A block of data:

****************

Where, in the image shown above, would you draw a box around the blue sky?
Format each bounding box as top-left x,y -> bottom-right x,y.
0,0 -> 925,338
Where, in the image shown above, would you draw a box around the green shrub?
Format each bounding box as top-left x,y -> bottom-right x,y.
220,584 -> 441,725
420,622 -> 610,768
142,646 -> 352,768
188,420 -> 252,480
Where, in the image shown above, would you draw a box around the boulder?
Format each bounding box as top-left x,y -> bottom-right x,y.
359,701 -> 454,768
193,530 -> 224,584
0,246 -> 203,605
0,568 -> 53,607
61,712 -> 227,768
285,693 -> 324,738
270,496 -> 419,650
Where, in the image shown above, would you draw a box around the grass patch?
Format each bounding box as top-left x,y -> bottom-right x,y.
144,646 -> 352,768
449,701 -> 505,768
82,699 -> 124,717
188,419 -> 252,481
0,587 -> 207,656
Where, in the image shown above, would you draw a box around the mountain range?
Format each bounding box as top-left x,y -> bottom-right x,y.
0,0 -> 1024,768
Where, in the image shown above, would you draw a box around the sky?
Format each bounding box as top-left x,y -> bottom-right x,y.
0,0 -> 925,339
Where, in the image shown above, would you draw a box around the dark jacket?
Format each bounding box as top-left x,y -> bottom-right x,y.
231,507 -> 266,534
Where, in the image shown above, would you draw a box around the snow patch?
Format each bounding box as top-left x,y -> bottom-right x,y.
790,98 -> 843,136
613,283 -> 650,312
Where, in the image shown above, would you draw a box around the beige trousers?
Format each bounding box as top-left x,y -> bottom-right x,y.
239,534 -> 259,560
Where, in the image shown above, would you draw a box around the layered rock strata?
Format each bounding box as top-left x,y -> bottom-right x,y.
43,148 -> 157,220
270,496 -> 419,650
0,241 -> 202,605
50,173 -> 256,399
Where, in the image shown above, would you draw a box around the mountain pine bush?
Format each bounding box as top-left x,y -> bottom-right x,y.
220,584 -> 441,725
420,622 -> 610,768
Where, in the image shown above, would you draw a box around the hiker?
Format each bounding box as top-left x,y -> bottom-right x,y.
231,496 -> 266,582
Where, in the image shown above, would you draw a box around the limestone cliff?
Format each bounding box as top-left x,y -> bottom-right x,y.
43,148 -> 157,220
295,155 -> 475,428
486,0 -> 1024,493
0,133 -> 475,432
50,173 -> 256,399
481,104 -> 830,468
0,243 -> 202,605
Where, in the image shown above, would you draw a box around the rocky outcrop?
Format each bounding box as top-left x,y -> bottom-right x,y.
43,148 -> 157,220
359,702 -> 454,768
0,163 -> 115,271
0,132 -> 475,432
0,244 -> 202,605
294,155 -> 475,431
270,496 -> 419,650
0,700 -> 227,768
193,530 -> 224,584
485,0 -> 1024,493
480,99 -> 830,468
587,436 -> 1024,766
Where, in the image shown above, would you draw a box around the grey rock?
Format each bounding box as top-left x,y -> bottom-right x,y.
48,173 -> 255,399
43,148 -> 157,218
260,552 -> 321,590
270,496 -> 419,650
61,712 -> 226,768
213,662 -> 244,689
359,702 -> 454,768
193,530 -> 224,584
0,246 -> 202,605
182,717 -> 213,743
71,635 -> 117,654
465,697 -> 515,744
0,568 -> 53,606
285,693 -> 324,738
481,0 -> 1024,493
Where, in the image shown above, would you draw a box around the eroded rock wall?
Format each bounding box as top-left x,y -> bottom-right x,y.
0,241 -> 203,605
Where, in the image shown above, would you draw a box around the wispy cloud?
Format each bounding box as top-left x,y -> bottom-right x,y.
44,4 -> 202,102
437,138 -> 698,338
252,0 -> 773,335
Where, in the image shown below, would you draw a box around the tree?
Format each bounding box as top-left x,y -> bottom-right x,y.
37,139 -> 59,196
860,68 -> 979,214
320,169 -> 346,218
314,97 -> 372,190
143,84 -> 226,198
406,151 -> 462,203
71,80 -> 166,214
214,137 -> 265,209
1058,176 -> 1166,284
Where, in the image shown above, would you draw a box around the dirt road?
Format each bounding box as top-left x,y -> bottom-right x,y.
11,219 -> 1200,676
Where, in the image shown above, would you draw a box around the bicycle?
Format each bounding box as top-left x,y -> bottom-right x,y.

****************

Problem details »
Turn every line of the data above into a JSON list of strings, with one string per line and blank lines left out.

Result »
[
  "Where, in the image shown above, would you draw a box around the blue sky?",
  "Format each bounding box as top-left x,y -> bottom-right x,y.",
  "0,0 -> 925,338",
  "Where, in the image shown above, would you draw a box around the green shrub?",
  "Format each bounding box as top-left x,y -> bottom-right x,y.",
  "220,584 -> 441,725",
  "420,622 -> 610,768",
  "142,646 -> 352,768",
  "188,420 -> 252,480",
  "Where, in the image shown above, would you draw a box around the boulder?",
  "Format each bounding box as top-left x,y -> bottom-right x,y.",
  "359,701 -> 454,768",
  "193,530 -> 224,584",
  "0,246 -> 203,605",
  "0,568 -> 53,607",
  "61,712 -> 227,768",
  "285,693 -> 324,738",
  "270,496 -> 419,650",
  "Where, in the image shown above, would you draw a box around the grass patch?",
  "Format each bounding box as top-left x,y -> bottom-right x,y.",
  "144,646 -> 352,768",
  "449,701 -> 505,768",
  "82,699 -> 124,717",
  "188,419 -> 252,481",
  "0,587 -> 207,656",
  "Where, in the image shown above, would you draw a box around the mountain range?",
  "Format each bounding box as top-left x,y -> bottom-right x,y.",
  "0,0 -> 1024,768",
  "Where, in the image shown above, would you draw a box around the sky?",
  "Format each bounding box as top-left x,y -> bottom-right x,y.",
  "0,0 -> 925,339",
  "Where, in the image shown above, would you draw a box around the dark jacket?",
  "Format each bounding box as top-left x,y -> bottom-right x,y.",
  "231,507 -> 266,534",
  "Where, in the image shown above, would you draw a box around the snow patch?",
  "Format each bounding box as top-left x,y -> bottom-right x,y.",
  "790,98 -> 843,136",
  "613,283 -> 650,312",
  "Where, in the image shown above, would you draw a box around the beige trousers?",
  "Format each bounding box as top-left x,y -> bottom-right x,y.",
  "239,534 -> 259,560",
  "Where, in the image shown above, would you draw a box around the layered rock strata?",
  "Format each bounding box as top-left x,y -> bottom-right x,y.",
  "43,148 -> 157,220",
  "270,496 -> 419,650",
  "0,241 -> 202,605",
  "50,173 -> 256,399",
  "Where, in the image shown above, would you draw a box around the mountain pine bush?",
  "Format each bounding box as top-left x,y -> bottom-right x,y.",
  "220,584 -> 441,725",
  "420,622 -> 610,768",
  "Where, in the image shown above, would you draw a box around the hiker?",
  "Format each bounding box as top-left x,y -> bottom-right x,y.",
  "231,496 -> 266,582",
  "Where, in the image shown above, would you draw a box around the limestone cliff?",
  "Format each bounding box as top-left x,y -> bottom-right x,y.",
  "43,148 -> 157,220",
  "295,155 -> 475,428",
  "486,0 -> 1024,493",
  "0,133 -> 475,432",
  "50,173 -> 256,399",
  "481,104 -> 830,468",
  "0,243 -> 202,605",
  "Where, in the image shown above, would you draw a box around the rocky outcrop?",
  "Format each bounding box as top-left x,y -> bottom-right x,y.",
  "43,148 -> 157,220",
  "359,702 -> 454,768",
  "0,163 -> 115,271",
  "0,132 -> 475,432",
  "0,244 -> 202,605",
  "294,155 -> 475,431",
  "270,496 -> 419,650",
  "0,700 -> 227,768",
  "193,530 -> 224,584",
  "485,0 -> 1024,493",
  "480,99 -> 830,468",
  "587,436 -> 1024,766",
  "Where, in the image shown above, would you draw a box around the grey rock?",
  "Format each bounding box as top-left x,y -> bottom-right x,y.",
  "48,173 -> 255,399",
  "43,148 -> 157,218",
  "260,552 -> 321,590",
  "270,496 -> 419,650",
  "61,712 -> 226,768",
  "213,662 -> 244,689",
  "359,702 -> 454,768",
  "193,530 -> 224,584",
  "0,246 -> 202,605",
  "182,717 -> 213,743",
  "71,635 -> 117,654",
  "465,697 -> 515,744",
  "0,568 -> 53,606",
  "285,693 -> 324,738",
  "481,0 -> 1024,493",
  "Where, in the image shown above, would you draw a box around the eroded rock wall?",
  "Format each bounding box as top-left x,y -> bottom-right x,y.",
  "0,241 -> 203,605",
  "Where, in the image shown above, would you draw a box around the wispy cloud?",
  "Format each bounding box as top-left x,y -> bottom-right x,y.",
  "44,4 -> 202,102",
  "437,138 -> 698,338",
  "252,0 -> 773,335",
  "Where, in the image shown below, would you draw a box around the tree?",
  "Format each bounding box as top-left x,y -> bottom-right x,y.",
  "37,139 -> 59,196",
  "860,68 -> 979,214",
  "320,169 -> 346,218",
  "314,97 -> 372,190",
  "143,84 -> 226,198",
  "406,151 -> 462,203",
  "71,80 -> 166,214",
  "214,137 -> 265,209",
  "1058,176 -> 1166,284",
  "Where, in the image shown above, would you draw a box around the dirt road?",
  "Format each bounding box as top-left x,y -> bottom-right x,y.",
  "11,219 -> 1200,676",
  "Where, in the image shown above, would you draw a box around the bicycle?",
  "Format each bounding box as top-left x,y -> bottom-right x,y."
]